A large lake divided by a shallow spit of land, water to the left of the spit appears green and murky, the right side clear and blue.

Paper: Shallow lakes under alternative states differ in the dominant
greenhouse gas emission pathways

Authors: Sofia Baliña, María Laura Sánchez, Irina Izaguirre, Paul A. del Giorgio (2023)

Imagine some of the most dynamic, ecologically important lakes in the world…. you are picturing a deep, wide lake, not something knee deep and murky, or so full of aquatic plants you can’t see the bottom, right? Well, perhaps you should; while they don’t always make the most inviting swimming holes, small, shallow lakes have an outsized importance in the cycling of carbon and other nutrients through the landscape. 

Shallow depths tend to lead to warmer temperatures and more concentrated growth of algae and aquatic plants, not always the most desirable features for recreation.  But what these lakes might lack aesthetically, they make up for with a massive contribution to the global carbon cycle. Combine the abundance of small lakes with a tendency for frequent mixing of the water column, and high rates of organic input from the surrounding watershed and small lakes pack a big punch in terms of cycling nutrients, including carbon, through pathways in both the water and lake bottom sediments.
■ ■ ■ ■ ■ ■ ■
▶ _WHAT TO DO_
Write out the part of the shallow-lakes text starting with "Imagine some of" and going on through "through the landscape.", unchanged.

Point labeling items
■ ■ ■ ■ ■ ■ ■
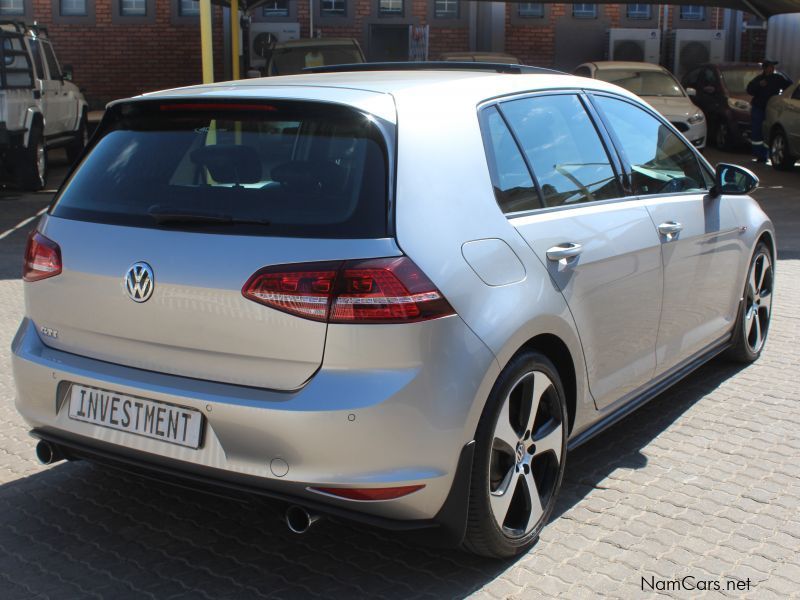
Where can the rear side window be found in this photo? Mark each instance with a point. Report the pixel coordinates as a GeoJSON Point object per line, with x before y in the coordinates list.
{"type": "Point", "coordinates": [15, 67]}
{"type": "Point", "coordinates": [512, 182]}
{"type": "Point", "coordinates": [563, 148]}
{"type": "Point", "coordinates": [299, 169]}
{"type": "Point", "coordinates": [661, 162]}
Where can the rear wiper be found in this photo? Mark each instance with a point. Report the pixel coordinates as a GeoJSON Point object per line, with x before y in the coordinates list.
{"type": "Point", "coordinates": [194, 218]}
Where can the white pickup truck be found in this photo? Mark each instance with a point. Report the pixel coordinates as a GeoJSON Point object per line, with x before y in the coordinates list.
{"type": "Point", "coordinates": [40, 107]}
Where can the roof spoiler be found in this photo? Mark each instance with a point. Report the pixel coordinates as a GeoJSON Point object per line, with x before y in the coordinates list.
{"type": "Point", "coordinates": [433, 66]}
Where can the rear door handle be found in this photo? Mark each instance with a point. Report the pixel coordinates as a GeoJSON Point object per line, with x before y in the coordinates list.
{"type": "Point", "coordinates": [567, 250]}
{"type": "Point", "coordinates": [670, 229]}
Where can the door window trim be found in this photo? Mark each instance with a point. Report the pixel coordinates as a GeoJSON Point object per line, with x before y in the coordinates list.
{"type": "Point", "coordinates": [602, 133]}
{"type": "Point", "coordinates": [704, 164]}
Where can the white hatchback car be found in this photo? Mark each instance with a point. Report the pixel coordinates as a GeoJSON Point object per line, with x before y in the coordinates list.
{"type": "Point", "coordinates": [659, 88]}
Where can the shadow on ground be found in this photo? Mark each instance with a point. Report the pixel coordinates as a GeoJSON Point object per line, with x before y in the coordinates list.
{"type": "Point", "coordinates": [80, 530]}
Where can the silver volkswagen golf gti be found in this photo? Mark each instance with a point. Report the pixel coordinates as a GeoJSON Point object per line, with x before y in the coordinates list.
{"type": "Point", "coordinates": [398, 296]}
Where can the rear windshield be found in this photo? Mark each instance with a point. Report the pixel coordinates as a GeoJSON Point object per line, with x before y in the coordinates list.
{"type": "Point", "coordinates": [290, 61]}
{"type": "Point", "coordinates": [296, 169]}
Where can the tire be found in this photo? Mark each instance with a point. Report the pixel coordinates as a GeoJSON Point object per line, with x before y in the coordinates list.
{"type": "Point", "coordinates": [32, 165]}
{"type": "Point", "coordinates": [518, 452]}
{"type": "Point", "coordinates": [722, 136]}
{"type": "Point", "coordinates": [75, 147]}
{"type": "Point", "coordinates": [755, 311]}
{"type": "Point", "coordinates": [779, 151]}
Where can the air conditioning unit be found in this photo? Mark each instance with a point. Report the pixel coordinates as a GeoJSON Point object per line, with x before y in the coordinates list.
{"type": "Point", "coordinates": [263, 35]}
{"type": "Point", "coordinates": [693, 47]}
{"type": "Point", "coordinates": [639, 45]}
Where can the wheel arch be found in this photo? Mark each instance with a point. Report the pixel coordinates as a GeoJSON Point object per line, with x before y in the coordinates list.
{"type": "Point", "coordinates": [558, 352]}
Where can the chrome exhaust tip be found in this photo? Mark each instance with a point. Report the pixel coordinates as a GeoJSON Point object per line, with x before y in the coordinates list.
{"type": "Point", "coordinates": [48, 453]}
{"type": "Point", "coordinates": [299, 520]}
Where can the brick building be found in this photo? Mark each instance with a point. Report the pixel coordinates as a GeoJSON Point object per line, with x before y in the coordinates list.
{"type": "Point", "coordinates": [124, 47]}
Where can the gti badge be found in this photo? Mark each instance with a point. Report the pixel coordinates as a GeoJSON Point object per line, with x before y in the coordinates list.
{"type": "Point", "coordinates": [139, 282]}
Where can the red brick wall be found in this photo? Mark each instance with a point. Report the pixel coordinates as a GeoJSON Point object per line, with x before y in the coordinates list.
{"type": "Point", "coordinates": [115, 61]}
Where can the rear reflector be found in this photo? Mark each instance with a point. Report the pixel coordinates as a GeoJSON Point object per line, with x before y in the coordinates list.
{"type": "Point", "coordinates": [370, 493]}
{"type": "Point", "coordinates": [381, 290]}
{"type": "Point", "coordinates": [42, 258]}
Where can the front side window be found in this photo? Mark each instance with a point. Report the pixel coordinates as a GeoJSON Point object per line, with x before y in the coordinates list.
{"type": "Point", "coordinates": [639, 11]}
{"type": "Point", "coordinates": [333, 8]}
{"type": "Point", "coordinates": [584, 11]}
{"type": "Point", "coordinates": [390, 7]}
{"type": "Point", "coordinates": [73, 8]}
{"type": "Point", "coordinates": [445, 9]}
{"type": "Point", "coordinates": [514, 189]}
{"type": "Point", "coordinates": [133, 8]}
{"type": "Point", "coordinates": [643, 83]}
{"type": "Point", "coordinates": [12, 7]}
{"type": "Point", "coordinates": [189, 8]}
{"type": "Point", "coordinates": [660, 161]}
{"type": "Point", "coordinates": [276, 8]}
{"type": "Point", "coordinates": [531, 10]}
{"type": "Point", "coordinates": [563, 148]}
{"type": "Point", "coordinates": [283, 168]}
{"type": "Point", "coordinates": [693, 12]}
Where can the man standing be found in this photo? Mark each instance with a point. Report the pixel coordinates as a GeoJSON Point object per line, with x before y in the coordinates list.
{"type": "Point", "coordinates": [762, 88]}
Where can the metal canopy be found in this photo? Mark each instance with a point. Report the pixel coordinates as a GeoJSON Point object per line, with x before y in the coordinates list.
{"type": "Point", "coordinates": [760, 8]}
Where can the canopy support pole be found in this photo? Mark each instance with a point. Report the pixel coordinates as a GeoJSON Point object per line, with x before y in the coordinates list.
{"type": "Point", "coordinates": [235, 35]}
{"type": "Point", "coordinates": [206, 42]}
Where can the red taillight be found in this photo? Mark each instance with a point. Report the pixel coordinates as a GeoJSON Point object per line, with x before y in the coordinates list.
{"type": "Point", "coordinates": [42, 258]}
{"type": "Point", "coordinates": [371, 493]}
{"type": "Point", "coordinates": [382, 290]}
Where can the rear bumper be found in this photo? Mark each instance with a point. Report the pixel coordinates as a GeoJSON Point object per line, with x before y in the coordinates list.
{"type": "Point", "coordinates": [365, 427]}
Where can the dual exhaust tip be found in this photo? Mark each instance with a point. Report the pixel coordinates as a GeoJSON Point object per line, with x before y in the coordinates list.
{"type": "Point", "coordinates": [298, 519]}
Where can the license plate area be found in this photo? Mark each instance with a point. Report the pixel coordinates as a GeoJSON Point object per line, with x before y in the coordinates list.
{"type": "Point", "coordinates": [140, 416]}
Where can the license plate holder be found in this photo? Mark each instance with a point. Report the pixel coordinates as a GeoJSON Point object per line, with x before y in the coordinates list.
{"type": "Point", "coordinates": [152, 419]}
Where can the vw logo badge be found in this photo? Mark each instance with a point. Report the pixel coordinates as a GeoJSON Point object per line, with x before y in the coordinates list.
{"type": "Point", "coordinates": [139, 282]}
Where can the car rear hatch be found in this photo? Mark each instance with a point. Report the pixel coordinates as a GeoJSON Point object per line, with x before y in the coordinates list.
{"type": "Point", "coordinates": [196, 196]}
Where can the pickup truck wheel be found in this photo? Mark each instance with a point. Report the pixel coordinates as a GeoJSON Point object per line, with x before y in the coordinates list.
{"type": "Point", "coordinates": [76, 146]}
{"type": "Point", "coordinates": [33, 162]}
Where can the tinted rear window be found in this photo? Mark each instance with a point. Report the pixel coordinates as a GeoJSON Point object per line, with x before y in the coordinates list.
{"type": "Point", "coordinates": [297, 168]}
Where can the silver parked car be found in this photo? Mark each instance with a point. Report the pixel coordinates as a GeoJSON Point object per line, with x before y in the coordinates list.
{"type": "Point", "coordinates": [395, 296]}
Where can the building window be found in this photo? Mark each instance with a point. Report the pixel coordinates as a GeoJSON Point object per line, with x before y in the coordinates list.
{"type": "Point", "coordinates": [390, 7]}
{"type": "Point", "coordinates": [133, 8]}
{"type": "Point", "coordinates": [446, 9]}
{"type": "Point", "coordinates": [693, 12]}
{"type": "Point", "coordinates": [639, 11]}
{"type": "Point", "coordinates": [584, 11]}
{"type": "Point", "coordinates": [73, 8]}
{"type": "Point", "coordinates": [276, 8]}
{"type": "Point", "coordinates": [189, 8]}
{"type": "Point", "coordinates": [12, 7]}
{"type": "Point", "coordinates": [531, 10]}
{"type": "Point", "coordinates": [333, 8]}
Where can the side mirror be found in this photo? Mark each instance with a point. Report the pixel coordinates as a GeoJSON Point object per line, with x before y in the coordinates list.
{"type": "Point", "coordinates": [733, 180]}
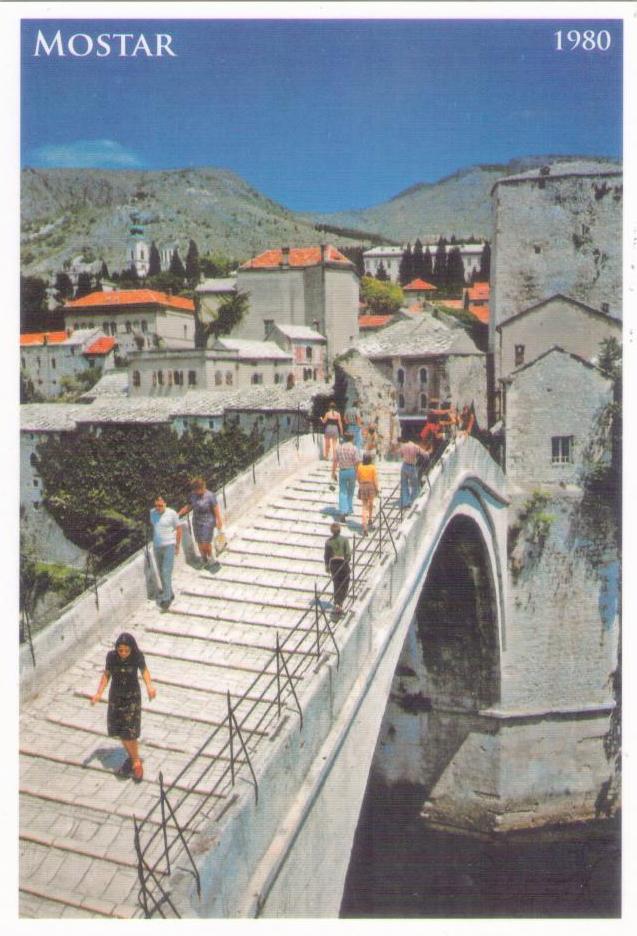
■ ■ ■ ■ ■ ■ ■
▶ _THE OUTPUT_
Imagine some of the most dynamic, ecologically important lakes in the world…. you are picturing a deep, wide lake, not something knee deep and murky, or so full of aquatic plants you can’t see the bottom, right? Well, perhaps you should; while they don’t always make the most inviting swimming holes, small, shallow lakes have an outsized importance in the cycling of carbon and other nutrients through the landscape.